What you need to do:
Print exactly the lines below between the line holding "Where can the man in white" and the line holding "Where can the black sneaker", inclusive, and nothing more.

[Natural-language object grounding data]
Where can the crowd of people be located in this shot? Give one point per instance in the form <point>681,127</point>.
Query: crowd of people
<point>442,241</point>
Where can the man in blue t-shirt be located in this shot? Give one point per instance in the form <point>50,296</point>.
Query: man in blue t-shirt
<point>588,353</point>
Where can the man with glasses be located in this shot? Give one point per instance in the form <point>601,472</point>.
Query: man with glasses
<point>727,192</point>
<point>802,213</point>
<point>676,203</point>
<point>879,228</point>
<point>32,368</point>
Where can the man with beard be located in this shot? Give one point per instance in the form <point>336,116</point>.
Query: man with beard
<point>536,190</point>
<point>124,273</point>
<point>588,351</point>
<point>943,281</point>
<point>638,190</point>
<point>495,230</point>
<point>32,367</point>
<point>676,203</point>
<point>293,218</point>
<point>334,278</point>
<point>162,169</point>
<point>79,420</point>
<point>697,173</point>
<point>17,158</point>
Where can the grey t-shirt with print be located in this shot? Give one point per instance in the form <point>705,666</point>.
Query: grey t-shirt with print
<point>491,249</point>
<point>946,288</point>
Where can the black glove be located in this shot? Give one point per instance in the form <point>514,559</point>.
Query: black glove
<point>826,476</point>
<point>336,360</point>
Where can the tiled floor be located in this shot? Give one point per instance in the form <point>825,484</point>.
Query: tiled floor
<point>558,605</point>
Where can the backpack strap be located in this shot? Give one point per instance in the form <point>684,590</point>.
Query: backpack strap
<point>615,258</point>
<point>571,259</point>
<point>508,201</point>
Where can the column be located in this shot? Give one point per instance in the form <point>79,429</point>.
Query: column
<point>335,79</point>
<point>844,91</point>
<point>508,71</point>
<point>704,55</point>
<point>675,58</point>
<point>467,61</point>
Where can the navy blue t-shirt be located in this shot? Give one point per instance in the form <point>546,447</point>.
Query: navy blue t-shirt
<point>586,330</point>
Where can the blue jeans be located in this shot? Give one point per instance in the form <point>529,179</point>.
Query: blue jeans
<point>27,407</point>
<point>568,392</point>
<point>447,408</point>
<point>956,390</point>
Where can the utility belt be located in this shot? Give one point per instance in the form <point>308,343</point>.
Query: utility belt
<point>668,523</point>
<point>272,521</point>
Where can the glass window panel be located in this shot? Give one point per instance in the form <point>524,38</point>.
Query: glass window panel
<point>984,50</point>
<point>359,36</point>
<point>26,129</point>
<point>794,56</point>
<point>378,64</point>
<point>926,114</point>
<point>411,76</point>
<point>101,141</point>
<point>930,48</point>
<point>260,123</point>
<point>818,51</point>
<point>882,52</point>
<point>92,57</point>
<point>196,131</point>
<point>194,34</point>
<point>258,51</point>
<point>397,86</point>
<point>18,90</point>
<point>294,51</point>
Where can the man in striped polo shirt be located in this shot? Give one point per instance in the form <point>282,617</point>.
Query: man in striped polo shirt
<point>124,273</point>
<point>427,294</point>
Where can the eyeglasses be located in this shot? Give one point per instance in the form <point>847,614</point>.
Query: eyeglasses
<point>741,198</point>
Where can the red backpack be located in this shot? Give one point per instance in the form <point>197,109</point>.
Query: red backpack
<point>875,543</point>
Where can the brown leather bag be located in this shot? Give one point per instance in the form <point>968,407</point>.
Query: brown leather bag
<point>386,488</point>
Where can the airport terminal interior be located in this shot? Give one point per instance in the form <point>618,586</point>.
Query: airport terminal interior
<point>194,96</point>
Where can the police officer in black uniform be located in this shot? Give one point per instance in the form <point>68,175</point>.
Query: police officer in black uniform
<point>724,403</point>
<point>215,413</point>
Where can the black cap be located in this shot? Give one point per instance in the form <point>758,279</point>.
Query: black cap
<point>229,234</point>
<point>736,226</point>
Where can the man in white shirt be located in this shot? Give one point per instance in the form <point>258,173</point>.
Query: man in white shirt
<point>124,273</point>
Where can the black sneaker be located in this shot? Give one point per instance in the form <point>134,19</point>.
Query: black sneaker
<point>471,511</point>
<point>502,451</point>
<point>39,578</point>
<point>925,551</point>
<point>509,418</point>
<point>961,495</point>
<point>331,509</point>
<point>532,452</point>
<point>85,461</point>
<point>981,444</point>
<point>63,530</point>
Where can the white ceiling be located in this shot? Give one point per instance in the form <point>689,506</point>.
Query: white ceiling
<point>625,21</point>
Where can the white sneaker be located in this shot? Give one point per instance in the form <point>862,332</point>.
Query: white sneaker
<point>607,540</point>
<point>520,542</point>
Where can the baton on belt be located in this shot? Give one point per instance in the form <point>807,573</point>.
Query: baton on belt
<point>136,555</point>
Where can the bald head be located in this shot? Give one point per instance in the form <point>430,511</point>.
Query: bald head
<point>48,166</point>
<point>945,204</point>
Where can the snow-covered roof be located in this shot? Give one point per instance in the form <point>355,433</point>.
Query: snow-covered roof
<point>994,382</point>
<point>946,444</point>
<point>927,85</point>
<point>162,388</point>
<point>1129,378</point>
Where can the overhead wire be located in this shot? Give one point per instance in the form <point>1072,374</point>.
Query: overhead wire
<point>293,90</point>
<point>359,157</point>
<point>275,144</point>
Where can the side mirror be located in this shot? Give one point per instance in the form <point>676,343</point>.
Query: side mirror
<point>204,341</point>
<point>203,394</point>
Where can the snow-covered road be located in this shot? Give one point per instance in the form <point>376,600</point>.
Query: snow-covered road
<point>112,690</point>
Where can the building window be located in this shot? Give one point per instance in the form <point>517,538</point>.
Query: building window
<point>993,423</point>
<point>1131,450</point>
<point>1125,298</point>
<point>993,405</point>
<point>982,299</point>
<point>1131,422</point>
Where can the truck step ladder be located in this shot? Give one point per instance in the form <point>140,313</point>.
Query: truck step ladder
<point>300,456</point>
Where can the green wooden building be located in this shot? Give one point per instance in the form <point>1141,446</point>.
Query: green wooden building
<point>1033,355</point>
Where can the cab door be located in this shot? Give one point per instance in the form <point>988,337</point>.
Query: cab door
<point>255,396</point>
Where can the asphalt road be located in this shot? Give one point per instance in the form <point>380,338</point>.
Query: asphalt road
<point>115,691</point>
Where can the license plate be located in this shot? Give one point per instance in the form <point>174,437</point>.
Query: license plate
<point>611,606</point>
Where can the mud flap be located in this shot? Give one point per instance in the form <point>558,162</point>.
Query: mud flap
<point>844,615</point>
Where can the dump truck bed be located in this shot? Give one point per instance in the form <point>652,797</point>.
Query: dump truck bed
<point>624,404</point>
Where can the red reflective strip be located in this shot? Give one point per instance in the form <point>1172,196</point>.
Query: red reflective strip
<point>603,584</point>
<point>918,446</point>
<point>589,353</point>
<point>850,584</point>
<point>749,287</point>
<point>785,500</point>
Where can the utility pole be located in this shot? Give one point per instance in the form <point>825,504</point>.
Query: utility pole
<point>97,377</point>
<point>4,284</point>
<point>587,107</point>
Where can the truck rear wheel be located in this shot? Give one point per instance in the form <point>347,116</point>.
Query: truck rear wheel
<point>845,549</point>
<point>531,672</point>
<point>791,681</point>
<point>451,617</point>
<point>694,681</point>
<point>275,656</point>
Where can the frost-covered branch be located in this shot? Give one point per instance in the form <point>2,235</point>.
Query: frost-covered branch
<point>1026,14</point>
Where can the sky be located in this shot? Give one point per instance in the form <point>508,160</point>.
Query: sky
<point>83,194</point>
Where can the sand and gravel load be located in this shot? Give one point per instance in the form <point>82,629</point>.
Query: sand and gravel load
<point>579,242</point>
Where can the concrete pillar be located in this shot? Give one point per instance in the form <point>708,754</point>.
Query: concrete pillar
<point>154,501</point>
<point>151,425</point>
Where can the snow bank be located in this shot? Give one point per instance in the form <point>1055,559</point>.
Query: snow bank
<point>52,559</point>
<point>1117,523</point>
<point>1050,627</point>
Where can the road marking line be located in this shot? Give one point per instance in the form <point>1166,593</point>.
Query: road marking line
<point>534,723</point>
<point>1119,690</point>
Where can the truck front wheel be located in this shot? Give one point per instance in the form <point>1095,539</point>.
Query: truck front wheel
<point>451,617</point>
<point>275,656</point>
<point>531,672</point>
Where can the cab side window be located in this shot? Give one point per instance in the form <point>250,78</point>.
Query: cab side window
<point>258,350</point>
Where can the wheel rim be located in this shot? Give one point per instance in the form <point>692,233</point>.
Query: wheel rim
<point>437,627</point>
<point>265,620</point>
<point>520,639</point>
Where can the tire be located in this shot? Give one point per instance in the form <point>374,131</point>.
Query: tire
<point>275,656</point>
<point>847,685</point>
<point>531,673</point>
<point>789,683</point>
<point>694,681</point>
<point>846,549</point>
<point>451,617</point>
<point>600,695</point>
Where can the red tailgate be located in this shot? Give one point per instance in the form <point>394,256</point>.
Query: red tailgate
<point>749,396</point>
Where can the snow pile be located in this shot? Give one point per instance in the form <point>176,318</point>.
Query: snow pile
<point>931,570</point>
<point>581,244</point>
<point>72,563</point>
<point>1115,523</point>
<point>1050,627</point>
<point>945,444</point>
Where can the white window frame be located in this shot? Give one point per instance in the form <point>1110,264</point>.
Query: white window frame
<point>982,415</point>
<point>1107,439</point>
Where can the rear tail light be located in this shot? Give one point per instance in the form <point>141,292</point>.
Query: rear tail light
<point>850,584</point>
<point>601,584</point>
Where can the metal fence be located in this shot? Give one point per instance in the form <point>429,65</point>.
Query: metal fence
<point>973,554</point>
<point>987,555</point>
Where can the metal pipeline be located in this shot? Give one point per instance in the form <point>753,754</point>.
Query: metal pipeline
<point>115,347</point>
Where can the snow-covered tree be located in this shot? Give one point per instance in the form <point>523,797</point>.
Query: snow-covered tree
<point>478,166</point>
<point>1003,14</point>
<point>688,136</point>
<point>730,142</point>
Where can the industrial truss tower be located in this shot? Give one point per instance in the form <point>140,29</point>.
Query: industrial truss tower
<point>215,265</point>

Output for this exercise:
Where can the man in white shirt be located in this shot? Give one point per instance in the form <point>258,173</point>.
Query: man in white shirt
<point>124,273</point>
Where can the black sneaker be located in this shot? Give one point per instance in the form <point>134,19</point>.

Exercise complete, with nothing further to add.